→ **Document section**
_ _ _

Posted by Eric Charles on Sep 16, 2009; 8:35pm
URL: http://friam.383.s1.nabble.com/Re-comm-was-Re-FW-Re-Emergence-Seminar-BritishEmergence-tp3654051p3658939.html

Miles: "I think if we look honestly there is not a single thing
that we can drill into that has ultimate reality."

Marcks: "But there are a lot of things that can be controlled very effectively and with predictable failure rates."

Miles: "Good [we agree]... [but] I'm not sure how many people -- including "scientists" who should know better -- still believe in such."
--

It's funny, I have the general notion that "scientists" shouldn't know better. I don't mean that based on their intelligence, but I think it is much easier for scientists to go about doing the stuff they do, and they do it better, if they think they are REALLY doing it.  Albeit, it may be fun to predict where a cannon ball is going to land, or what the orbit of the planets will be, but if people didn't think they were finding out something "real" about "gravity" I doubt the activity would have been as engaging.

_ _ _

→ **Data shown**
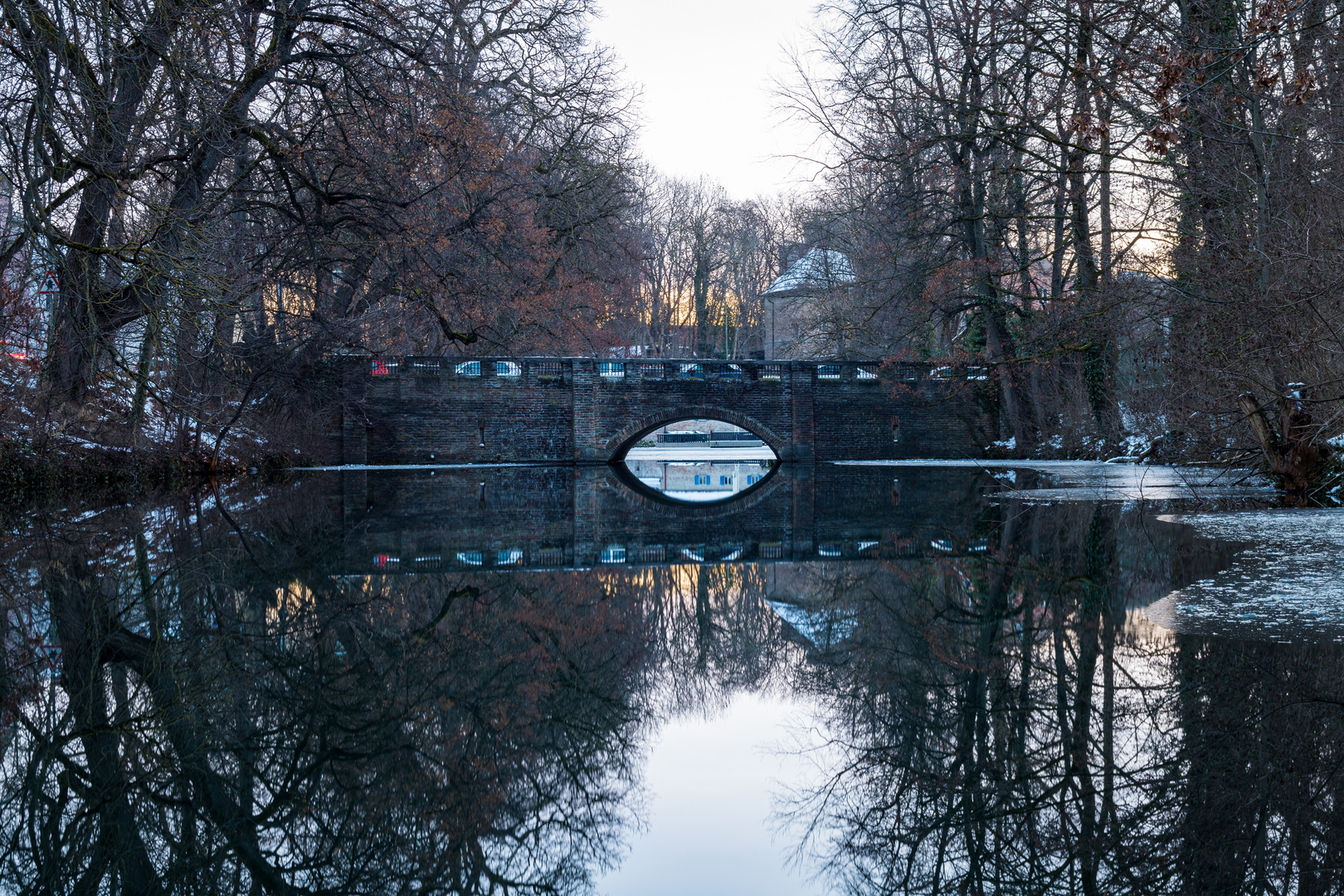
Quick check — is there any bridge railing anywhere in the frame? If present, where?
[366,356,935,386]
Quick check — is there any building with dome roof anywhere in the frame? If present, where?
[761,246,855,358]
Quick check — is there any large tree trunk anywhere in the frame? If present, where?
[1236,392,1332,497]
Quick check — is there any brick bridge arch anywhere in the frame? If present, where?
[334,358,996,465]
[602,404,789,460]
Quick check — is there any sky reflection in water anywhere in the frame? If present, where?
[0,464,1344,896]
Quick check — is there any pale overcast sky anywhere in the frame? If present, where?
[592,0,817,199]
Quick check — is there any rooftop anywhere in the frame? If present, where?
[761,249,855,298]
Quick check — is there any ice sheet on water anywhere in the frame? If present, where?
[837,460,1274,501]
[1147,508,1344,640]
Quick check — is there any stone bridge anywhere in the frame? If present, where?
[327,358,993,465]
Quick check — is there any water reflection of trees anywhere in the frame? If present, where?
[0,491,648,894]
[0,488,791,894]
[786,505,1344,894]
[607,564,801,718]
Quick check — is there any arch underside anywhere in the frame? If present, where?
[605,404,785,462]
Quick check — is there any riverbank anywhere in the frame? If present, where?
[0,436,309,521]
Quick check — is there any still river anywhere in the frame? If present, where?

_ _ _

→ **Challenges**
1) From the forum post on scientists and reality, return the passage starting at "It's funny, I" and ending at "been as engaging.".
2) Based on the forum post on scientists and reality, say whether each statement agrees with it, answering yes or no and quoting the deciding words: (a) Marcks says many things can be controlled very effectively and with predictable failure rates. (b) Miles says he is certain how many people still believe in such. (c) The writer bases the view about scientists on their intelligence.

→ **Solutions in order**
1)
It's funny, I have the general notion that "scientists" shouldn't know better. I don't mean that based on their intelligence, but I think it is much easier for scientists to go about doing the stuff they do, and they do it better, if they think they are REALLY doing it.  Albeit, it may be fun to predict where a cannon ball is going to land, or what the orbit of the planets will be, but if people didn't think they were finding out something "real" about "gravity" I doubt the activity would have been as engaging.

2)
(a) Yes: "But there are a lot of things that can be controlled very effectively and with predictable failure rates."
(b) No: "I'm not sure how many people"
(c) No: "I don't mean that based on their intelligence"